Texto extraído

El lunes pasado se celebraba el día de Todos los Santos, una conmemoración religiosa por los difuntos que gozan de la vida eterna ante Dios, a la que se han sumado creyentes y agnósticos porque toda jornada no laborable gana adeptos. Pero las ganas de fiesta se acaban cuando uno analiza el coste que supone morirse, dándose cuenta de que hasta la muerte es un negocio y que la comodidad para los cadáveres difiere mucho entre ricos y pobres. O dónde resida la víctima.
Me acordé de mis familiares difuntos, pero a mí, que a veces soy retorcida buscando enfoques con aristas, me vino el susto y hasta la sensación de carga al pensar el marrón que les dejaría a mi familia si fallezco. Una vez me llamaron de una empresa de seguros de decesos (más que sinónimo parece eufemismo) y la agente intentaba convencerme para contratar el servicio con el argumento de lo caro que sale un entierro. Yo le dije que muerta, me daba igual el coste y dónde echaran mi cuerpo, pero ahora lo reflexiono con datos y a una hasta le asalta el sentimiento de culpa por morirse. Porque, según el artículo 1.894 del Código Civil, los gastos del sepelio los tendrá que asumir el cónyuge, los ascendientes o descendientes, o los hermanos, en este orden.

Lista de actividades
A: Responde con datos del texto sobre el coste de morirse:
(i) ¿Qué se celebraba el lunes pasado?
(ii) ¿De qué tipo de empresa llamaron una vez a quien escribe?
(iii) ¿Qué artículo del Código Civil se cita sobre los gastos del sepelio?
B: Escribe una continuación del texto sobre el coste de morirse a partir de su última frase.

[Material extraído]
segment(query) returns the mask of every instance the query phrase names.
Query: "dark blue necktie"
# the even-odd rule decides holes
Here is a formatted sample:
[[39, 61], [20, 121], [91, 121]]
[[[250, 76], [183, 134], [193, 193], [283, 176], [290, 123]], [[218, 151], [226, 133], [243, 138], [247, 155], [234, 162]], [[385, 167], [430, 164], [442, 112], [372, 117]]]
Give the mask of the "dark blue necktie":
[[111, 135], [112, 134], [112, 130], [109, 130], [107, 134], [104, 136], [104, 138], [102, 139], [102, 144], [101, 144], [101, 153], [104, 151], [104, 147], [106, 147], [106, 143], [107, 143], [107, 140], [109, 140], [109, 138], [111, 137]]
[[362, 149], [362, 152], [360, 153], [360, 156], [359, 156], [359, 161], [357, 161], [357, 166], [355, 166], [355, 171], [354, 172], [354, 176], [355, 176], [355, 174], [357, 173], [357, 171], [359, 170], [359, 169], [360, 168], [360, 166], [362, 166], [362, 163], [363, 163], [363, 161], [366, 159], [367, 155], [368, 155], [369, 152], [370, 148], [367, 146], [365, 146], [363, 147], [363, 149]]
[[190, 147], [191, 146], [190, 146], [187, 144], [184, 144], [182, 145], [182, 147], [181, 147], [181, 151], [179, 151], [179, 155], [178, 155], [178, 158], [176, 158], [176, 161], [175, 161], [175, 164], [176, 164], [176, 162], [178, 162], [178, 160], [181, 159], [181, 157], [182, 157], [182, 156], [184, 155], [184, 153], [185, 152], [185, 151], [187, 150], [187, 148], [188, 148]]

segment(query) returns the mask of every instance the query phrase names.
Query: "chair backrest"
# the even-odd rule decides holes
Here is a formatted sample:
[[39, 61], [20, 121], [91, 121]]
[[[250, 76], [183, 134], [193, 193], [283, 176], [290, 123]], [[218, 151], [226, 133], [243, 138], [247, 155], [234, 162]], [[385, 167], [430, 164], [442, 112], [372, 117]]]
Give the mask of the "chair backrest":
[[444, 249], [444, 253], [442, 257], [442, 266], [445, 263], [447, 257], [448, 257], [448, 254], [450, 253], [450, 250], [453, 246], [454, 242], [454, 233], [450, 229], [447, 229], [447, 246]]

Resultados por tarea
A:
(i) El día de Todos los Santos.
(ii) De una empresa de seguros de decesos.
(iii) El artículo 1.894.

B:
Sepan que el sector funerario facturó 1.565 millones de euros en España en 2019. Y hablamos del año prepandémico. La media por funeral fue de 4.500 euros, pero el precio cambia según el código postal. Un informe de la OCU, publicado hace una semana, analiza el coste de entierros básicos e incineraciones en 29 ciudades españolas: Vigo, la más cara, con 6.000 euros, y Zaragoza, la más barata, con 2.500. Palma en medio, con 3.600.
Lo aterrador es que el sector está copado por un oligopolio, en el que cinco empresas superan una facturación de 50 millones de euros cada una y otras 17 sobrepasan los 10 millones. Empresas que tejen un entramado con hospitales y residencias. La contratación es casi automática, quizá para facilitar los trámites de familiares sumidos en la desesperación y la tristeza ante una pérdida irreparable, pero con claro fin oportunista y lejos del altruismo. Algunas funerarias tienen hasta su stand en los centros sanitarios, como si fuera una feria. En Barcelona, donde solo hay tres alternativas funerarias para una ciudad con una mortalidad disparada y con una natalidad que registra la cifra más baja de los últimos 50 años, el Ayuntamiento ha retirado la presencia de las funerarias en los hospitales y a partir de esta medida ha pasado de ser la ciudad más cara del país donde morirse a situarse más o menos como Palma.
También los precios públicos de los cementerios varían según el topónimo: un nicho cuesta 250 euros en Sevilla y 1.700 en Madrid. Los datos demuestran que morir tiene un precio alto y ya no sólo depende de la capacidad económica de las familias y la pompa que quiera darse al familiar en su despedida eterna. Porque la muerte es un negocio.